Data excerpts section start
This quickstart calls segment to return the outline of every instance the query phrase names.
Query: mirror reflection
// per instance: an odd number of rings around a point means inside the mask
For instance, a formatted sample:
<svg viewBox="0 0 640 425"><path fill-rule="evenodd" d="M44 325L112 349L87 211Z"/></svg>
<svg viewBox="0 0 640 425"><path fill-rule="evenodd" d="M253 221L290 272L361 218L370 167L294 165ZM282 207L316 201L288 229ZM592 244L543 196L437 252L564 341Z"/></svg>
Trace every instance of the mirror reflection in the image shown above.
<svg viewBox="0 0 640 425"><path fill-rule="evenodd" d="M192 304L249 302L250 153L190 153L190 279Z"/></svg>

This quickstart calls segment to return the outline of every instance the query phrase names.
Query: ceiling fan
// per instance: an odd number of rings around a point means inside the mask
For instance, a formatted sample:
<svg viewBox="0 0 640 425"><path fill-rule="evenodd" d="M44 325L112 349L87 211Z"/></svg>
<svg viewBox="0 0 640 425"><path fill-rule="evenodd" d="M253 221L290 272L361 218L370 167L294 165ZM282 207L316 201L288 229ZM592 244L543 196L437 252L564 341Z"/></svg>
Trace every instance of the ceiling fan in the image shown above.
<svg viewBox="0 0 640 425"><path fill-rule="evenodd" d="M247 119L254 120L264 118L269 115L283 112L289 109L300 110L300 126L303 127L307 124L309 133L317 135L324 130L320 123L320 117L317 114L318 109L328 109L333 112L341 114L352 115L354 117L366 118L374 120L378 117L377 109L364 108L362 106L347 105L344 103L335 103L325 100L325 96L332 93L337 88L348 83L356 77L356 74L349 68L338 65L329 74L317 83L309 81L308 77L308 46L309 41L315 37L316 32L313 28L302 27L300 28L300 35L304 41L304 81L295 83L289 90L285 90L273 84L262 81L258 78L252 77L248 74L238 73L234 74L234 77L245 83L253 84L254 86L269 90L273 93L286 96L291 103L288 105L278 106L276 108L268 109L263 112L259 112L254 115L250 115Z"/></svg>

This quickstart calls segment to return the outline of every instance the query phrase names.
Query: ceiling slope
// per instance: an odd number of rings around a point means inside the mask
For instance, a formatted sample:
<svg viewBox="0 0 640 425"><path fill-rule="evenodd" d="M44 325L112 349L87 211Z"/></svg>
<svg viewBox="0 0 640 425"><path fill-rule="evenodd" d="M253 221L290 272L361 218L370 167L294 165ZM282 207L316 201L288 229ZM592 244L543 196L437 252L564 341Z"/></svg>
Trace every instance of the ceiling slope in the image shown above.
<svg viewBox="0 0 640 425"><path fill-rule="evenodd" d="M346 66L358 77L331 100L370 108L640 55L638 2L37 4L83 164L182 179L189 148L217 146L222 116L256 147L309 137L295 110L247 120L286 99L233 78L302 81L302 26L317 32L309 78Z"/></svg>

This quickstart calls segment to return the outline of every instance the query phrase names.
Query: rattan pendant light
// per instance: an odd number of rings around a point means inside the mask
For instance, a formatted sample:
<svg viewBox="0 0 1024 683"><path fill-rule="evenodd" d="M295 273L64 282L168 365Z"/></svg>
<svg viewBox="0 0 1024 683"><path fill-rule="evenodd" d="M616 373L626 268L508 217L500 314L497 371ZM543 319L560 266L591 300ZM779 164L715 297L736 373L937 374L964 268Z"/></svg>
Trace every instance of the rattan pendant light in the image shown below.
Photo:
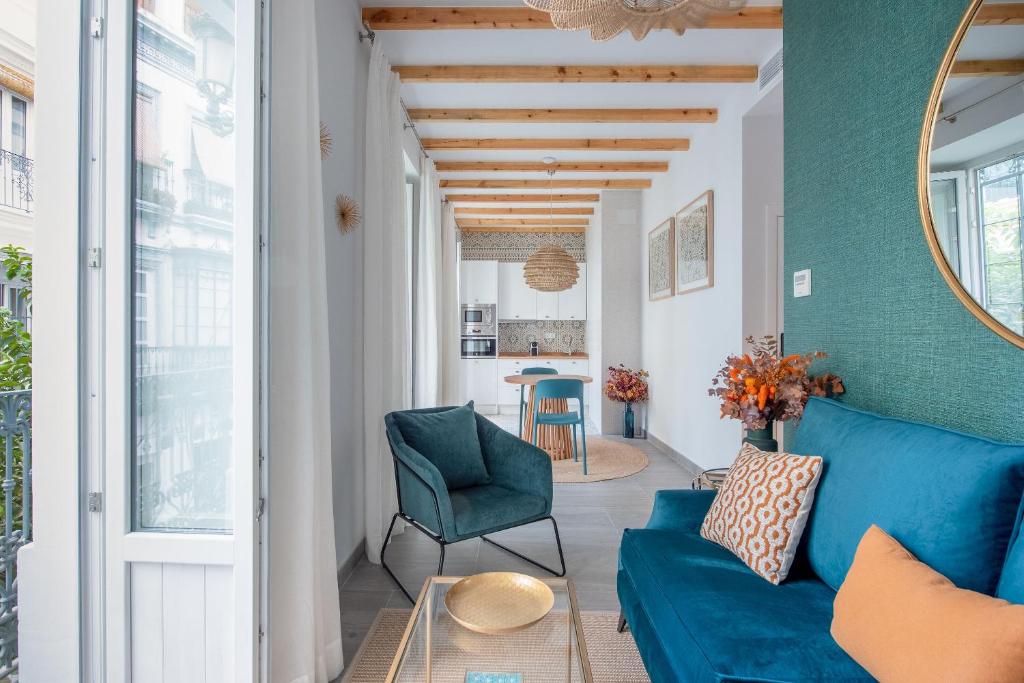
<svg viewBox="0 0 1024 683"><path fill-rule="evenodd" d="M546 159L545 159L546 161ZM553 161L553 160L552 160ZM554 170L548 171L549 180L555 175ZM554 188L550 187L551 201L548 204L554 214ZM523 267L523 279L526 285L538 292L564 292L576 284L580 278L580 267L576 259L557 244L545 244L533 252Z"/></svg>
<svg viewBox="0 0 1024 683"><path fill-rule="evenodd" d="M737 10L746 0L525 0L551 15L563 31L589 30L594 40L608 40L628 30L643 40L653 29L667 28L678 35L700 28L716 12Z"/></svg>

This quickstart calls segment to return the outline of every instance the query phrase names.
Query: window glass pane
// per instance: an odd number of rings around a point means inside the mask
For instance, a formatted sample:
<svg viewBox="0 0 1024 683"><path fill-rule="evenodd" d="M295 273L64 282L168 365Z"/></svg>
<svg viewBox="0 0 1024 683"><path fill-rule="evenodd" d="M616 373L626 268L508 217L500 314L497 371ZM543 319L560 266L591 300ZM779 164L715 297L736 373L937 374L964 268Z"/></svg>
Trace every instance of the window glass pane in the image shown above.
<svg viewBox="0 0 1024 683"><path fill-rule="evenodd" d="M133 525L232 526L234 3L137 0Z"/></svg>
<svg viewBox="0 0 1024 683"><path fill-rule="evenodd" d="M1024 251L1021 249L1021 188L1024 157L979 169L985 260L985 308L1024 334Z"/></svg>
<svg viewBox="0 0 1024 683"><path fill-rule="evenodd" d="M11 151L28 154L28 105L17 97L11 98Z"/></svg>

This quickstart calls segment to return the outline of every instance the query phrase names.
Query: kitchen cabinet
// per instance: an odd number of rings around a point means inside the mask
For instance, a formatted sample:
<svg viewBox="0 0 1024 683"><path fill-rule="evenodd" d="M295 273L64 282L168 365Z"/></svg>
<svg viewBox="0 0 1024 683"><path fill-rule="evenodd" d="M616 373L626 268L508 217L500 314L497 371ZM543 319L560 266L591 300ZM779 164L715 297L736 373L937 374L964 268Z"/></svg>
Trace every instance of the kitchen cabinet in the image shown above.
<svg viewBox="0 0 1024 683"><path fill-rule="evenodd" d="M498 404L498 361L494 358L463 358L460 373L462 402L473 401L480 412Z"/></svg>
<svg viewBox="0 0 1024 683"><path fill-rule="evenodd" d="M579 267L576 284L558 293L558 320L587 319L587 264L580 263Z"/></svg>
<svg viewBox="0 0 1024 683"><path fill-rule="evenodd" d="M537 320L559 320L558 292L537 292Z"/></svg>
<svg viewBox="0 0 1024 683"><path fill-rule="evenodd" d="M498 262L463 261L459 301L464 304L498 303Z"/></svg>
<svg viewBox="0 0 1024 683"><path fill-rule="evenodd" d="M537 291L526 286L523 265L498 264L498 320L537 319Z"/></svg>
<svg viewBox="0 0 1024 683"><path fill-rule="evenodd" d="M498 360L498 403L505 406L512 406L514 413L519 412L519 385L508 384L505 378L509 375L521 375L525 368L555 368L557 361L541 360L540 358L503 358ZM530 390L526 390L528 397Z"/></svg>

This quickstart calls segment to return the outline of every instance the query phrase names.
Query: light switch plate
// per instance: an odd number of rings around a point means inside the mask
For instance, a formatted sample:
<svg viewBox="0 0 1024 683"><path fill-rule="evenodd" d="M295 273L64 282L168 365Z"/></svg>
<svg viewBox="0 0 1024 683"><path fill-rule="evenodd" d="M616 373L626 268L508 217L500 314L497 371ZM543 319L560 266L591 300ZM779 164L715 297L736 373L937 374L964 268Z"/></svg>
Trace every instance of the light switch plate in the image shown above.
<svg viewBox="0 0 1024 683"><path fill-rule="evenodd" d="M793 298L811 295L811 269L798 270L793 273Z"/></svg>

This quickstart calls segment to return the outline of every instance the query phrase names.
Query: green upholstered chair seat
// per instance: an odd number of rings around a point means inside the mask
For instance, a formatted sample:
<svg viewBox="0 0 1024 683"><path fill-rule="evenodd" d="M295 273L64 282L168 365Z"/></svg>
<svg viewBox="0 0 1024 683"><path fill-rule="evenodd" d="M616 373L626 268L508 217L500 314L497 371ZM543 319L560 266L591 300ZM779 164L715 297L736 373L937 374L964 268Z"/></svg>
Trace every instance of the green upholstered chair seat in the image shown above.
<svg viewBox="0 0 1024 683"><path fill-rule="evenodd" d="M526 524L548 513L541 496L493 484L449 493L455 516L455 539L473 538Z"/></svg>
<svg viewBox="0 0 1024 683"><path fill-rule="evenodd" d="M572 425L579 421L579 413L540 413L537 418L537 422L542 425Z"/></svg>

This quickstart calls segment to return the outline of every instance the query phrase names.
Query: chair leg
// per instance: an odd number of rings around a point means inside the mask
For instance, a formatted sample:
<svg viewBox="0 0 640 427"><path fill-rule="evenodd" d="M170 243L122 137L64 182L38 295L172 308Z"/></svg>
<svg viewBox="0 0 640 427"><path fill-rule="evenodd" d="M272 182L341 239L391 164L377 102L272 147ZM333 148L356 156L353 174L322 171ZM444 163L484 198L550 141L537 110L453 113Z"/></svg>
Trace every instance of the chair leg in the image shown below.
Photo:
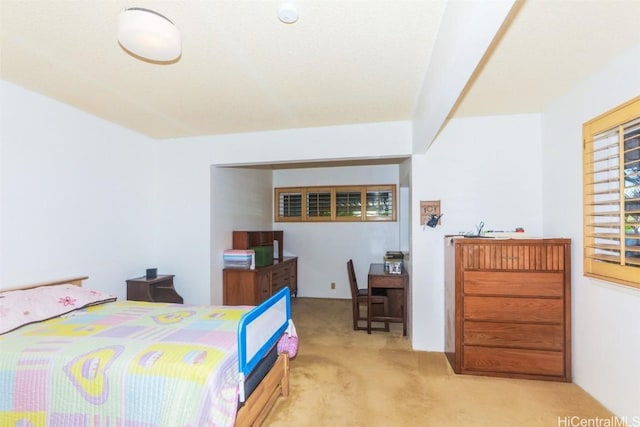
<svg viewBox="0 0 640 427"><path fill-rule="evenodd" d="M353 307L351 308L351 311L353 312L353 330L357 331L358 330L358 317L360 317L360 303L356 302L353 304Z"/></svg>

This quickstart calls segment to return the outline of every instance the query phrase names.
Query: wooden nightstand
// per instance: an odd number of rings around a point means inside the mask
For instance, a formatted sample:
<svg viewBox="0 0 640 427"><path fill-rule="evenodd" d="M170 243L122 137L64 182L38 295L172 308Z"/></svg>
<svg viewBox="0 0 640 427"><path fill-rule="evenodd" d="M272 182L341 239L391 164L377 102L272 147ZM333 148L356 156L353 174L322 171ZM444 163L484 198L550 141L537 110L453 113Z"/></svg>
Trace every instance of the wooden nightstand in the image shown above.
<svg viewBox="0 0 640 427"><path fill-rule="evenodd" d="M127 299L132 301L173 302L184 300L173 287L173 274L158 274L155 279L145 276L127 280Z"/></svg>

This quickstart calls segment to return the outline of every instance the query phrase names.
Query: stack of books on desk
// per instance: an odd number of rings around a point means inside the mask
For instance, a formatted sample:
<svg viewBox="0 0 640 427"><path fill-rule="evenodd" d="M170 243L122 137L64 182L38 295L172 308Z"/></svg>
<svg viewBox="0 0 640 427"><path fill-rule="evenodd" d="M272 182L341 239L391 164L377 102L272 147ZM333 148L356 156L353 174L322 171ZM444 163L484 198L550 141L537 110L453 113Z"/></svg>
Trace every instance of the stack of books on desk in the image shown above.
<svg viewBox="0 0 640 427"><path fill-rule="evenodd" d="M384 254L384 271L391 274L402 274L404 254L398 251L387 251Z"/></svg>
<svg viewBox="0 0 640 427"><path fill-rule="evenodd" d="M252 249L227 249L222 254L224 268L256 268L256 253Z"/></svg>

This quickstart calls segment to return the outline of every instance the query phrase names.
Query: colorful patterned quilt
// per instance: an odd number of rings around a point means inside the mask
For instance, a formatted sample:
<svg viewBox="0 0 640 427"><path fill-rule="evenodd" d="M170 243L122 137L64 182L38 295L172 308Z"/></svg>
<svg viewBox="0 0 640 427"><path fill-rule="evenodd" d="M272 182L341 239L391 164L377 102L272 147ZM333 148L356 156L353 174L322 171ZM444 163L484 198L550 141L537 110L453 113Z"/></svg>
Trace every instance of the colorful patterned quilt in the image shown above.
<svg viewBox="0 0 640 427"><path fill-rule="evenodd" d="M0 336L2 426L232 426L250 307L109 302Z"/></svg>

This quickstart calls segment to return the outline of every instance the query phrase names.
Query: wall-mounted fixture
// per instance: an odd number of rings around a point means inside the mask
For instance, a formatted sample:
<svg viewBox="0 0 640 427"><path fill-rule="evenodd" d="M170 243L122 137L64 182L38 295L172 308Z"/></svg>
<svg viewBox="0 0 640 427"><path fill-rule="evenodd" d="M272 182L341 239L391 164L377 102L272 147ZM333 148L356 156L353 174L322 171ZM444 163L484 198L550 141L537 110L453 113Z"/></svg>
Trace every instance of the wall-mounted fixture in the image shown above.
Data excerpts section end
- **Problem details**
Find the lines in the records that contain the word "fixture", then copy every one of them.

- **Answer to this problem**
Query: wall-mounted fixture
Trace every instance of the wall-mounted fixture in the image shown above.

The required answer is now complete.